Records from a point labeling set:
====

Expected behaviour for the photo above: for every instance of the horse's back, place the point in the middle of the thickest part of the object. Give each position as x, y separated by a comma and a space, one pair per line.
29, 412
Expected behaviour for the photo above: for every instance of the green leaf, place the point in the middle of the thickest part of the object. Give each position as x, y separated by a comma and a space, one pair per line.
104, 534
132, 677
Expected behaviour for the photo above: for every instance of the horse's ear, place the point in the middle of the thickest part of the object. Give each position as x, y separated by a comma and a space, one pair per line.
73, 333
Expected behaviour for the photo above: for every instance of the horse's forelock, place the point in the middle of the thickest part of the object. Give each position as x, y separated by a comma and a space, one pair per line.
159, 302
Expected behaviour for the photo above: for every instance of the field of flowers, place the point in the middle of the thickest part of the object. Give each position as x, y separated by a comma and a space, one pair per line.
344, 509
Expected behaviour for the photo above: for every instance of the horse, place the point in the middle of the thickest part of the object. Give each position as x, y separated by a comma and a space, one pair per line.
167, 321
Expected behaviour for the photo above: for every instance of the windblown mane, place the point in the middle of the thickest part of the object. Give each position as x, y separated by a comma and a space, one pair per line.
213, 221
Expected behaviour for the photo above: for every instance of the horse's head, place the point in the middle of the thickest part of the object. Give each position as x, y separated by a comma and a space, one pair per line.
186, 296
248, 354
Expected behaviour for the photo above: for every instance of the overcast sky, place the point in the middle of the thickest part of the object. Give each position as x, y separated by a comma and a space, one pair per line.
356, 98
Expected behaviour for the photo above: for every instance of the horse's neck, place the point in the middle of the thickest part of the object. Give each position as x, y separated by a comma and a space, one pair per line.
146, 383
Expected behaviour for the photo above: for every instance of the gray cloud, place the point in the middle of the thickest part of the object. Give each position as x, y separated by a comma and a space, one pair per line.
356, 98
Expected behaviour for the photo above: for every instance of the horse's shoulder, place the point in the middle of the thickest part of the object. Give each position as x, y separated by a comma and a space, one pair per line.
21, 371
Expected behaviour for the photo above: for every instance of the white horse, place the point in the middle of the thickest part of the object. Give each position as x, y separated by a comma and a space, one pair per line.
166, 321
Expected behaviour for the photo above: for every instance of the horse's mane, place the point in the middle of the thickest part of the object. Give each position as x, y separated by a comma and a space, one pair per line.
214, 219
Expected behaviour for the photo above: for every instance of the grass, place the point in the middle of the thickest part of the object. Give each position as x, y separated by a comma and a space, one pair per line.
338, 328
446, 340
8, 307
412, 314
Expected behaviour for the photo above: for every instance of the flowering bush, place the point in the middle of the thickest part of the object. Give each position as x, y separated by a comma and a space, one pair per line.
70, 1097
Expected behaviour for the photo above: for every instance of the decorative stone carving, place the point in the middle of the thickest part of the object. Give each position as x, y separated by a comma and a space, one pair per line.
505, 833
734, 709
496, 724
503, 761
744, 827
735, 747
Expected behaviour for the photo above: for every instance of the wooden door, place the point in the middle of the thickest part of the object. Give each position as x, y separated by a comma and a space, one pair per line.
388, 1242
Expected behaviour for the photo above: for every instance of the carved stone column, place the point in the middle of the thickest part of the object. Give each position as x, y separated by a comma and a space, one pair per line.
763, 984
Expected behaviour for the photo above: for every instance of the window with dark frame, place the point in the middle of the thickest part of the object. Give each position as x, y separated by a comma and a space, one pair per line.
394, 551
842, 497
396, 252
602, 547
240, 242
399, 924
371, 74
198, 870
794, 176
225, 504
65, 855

====

Revise the rows above so that "thickest part" becomes "widest part" everywhere it occurs, leaving every other word unchanged.

Solution to the problem >>
Expected behaviour for the photo above: for every instance of the horse's back, place the point in the middle of the widest part of the object. Give each position as x, y separated by a comma and a space, one pair per line.
29, 412
Expected behaviour for the photo above: for every instance of the green leaf, place the point in the middle of the widest part of the object. Give each position as x, y separated by a comma and a space, one pair per line.
104, 534
132, 677
Expected behaviour for the photo above: for every instance of the horse's ear, place the point in the middle of the widest part of the object. Give each position as x, y separated by a comma and a space, one pair per line.
73, 333
Expected behaviour for the photo above: for every instance of the horse's forelock, place the point in the middle of the widest part of the object. Give each position as x, y separated by a comma and a space, one pair per line.
159, 302
Expected behaviour for the photo above: for every instance of the field of flowers, place the point in the middle of the widest part of the object. Give each position as x, y separated by a comma and a space, one pair per line.
344, 509
Expected behaviour for the photo above: for every instance of the horse, place the point in the middle of the widest part of the object. Give each position as x, y separated by a comma and a space, one pair per line.
167, 321
Expected behaviour for the photo above: for every instance of the windblown mane, place the point in the middle of the widest part of the object. Give each position as x, y separated by a comma and a space, one pair per line.
213, 221
Expected behaviour for the photo above: for every instance of the horse's head, place the point in the middle of the widest part of the object. Give each position as x, y separated by a comma and a space, one pair per line.
186, 296
248, 354
Expected behaviour for the photo above: for every instance of the overcast sky, place the point in the middle of the widest part of the object. Give each position as x, y separated by a comma and a space, one pair per line.
356, 98
Expected behaviour for the photo above: for every instance of the horse's neck, place the point in the middle of the widest part of the object. Give each position as x, y separated by a comma and a space, one pair per line.
146, 383
Expected behaviour for the photo above: for every instance of the gray cloud, place the point in the middle of the widest part of the object. Give each position as x, y separated by a comma and a space, one pair per line.
356, 98
Expected behaviour for the photo above: for every instance of the horse's shoulder, place the point in the middle of the widest part of the object. Give each position as x, y separated by a comma and a space, one pair per line.
21, 371
Expected behaviour for the photo above: for every instance of the white horse, place the point in the middle of the widest part of the object. Give each position as x, y separated by a comma and a space, one pair per line.
166, 321
Expected behaviour for the photo above: for every instance of the horse's mane, place the point in the middle of the widest part of the object. Give each position as x, y separated by a comma and a space, one pair per line.
214, 219
Expected behaviour for the photo above: for every instance of the grass, place the point in the middle of the widest part of the object. Give each position as x, y separated by a comma and a space, one pair per line.
338, 328
446, 340
8, 307
412, 314
Expected behaviour for the photo above: for every instance of the flowering bush, place the point in the middle of the widest part of the object. Give each position as x, y separated by a comma and a space, one pair per line.
70, 1097
Expected behaviour for the photo above: for every instance of the decorative stone carving, place the point in the middle of the widest part of the object. Give each position as x, y separated by a comma and a space, one pair per line.
505, 833
734, 709
496, 724
503, 761
744, 827
735, 747
Expected behaviour for the photo above: for every instance of the wooden door, place the point in the middle of the widest part of the object. Give each position as x, y separated by a comma and a space, one pair per line.
388, 1242
Expected behaviour for the photo above: for every instance of the carved stone column, place the point in the middle of the widest part of the object. Give each position as x, y separated by a comma and a space, one pair per line.
763, 984
Expected behaviour for the photo above: for every instance of the window with dark frame, place the point in the middle of the widest part of the object. Give each position as x, y separated by a comma and a space, one pair per line.
394, 551
842, 497
396, 252
602, 547
240, 242
399, 924
371, 74
198, 870
794, 176
225, 504
65, 855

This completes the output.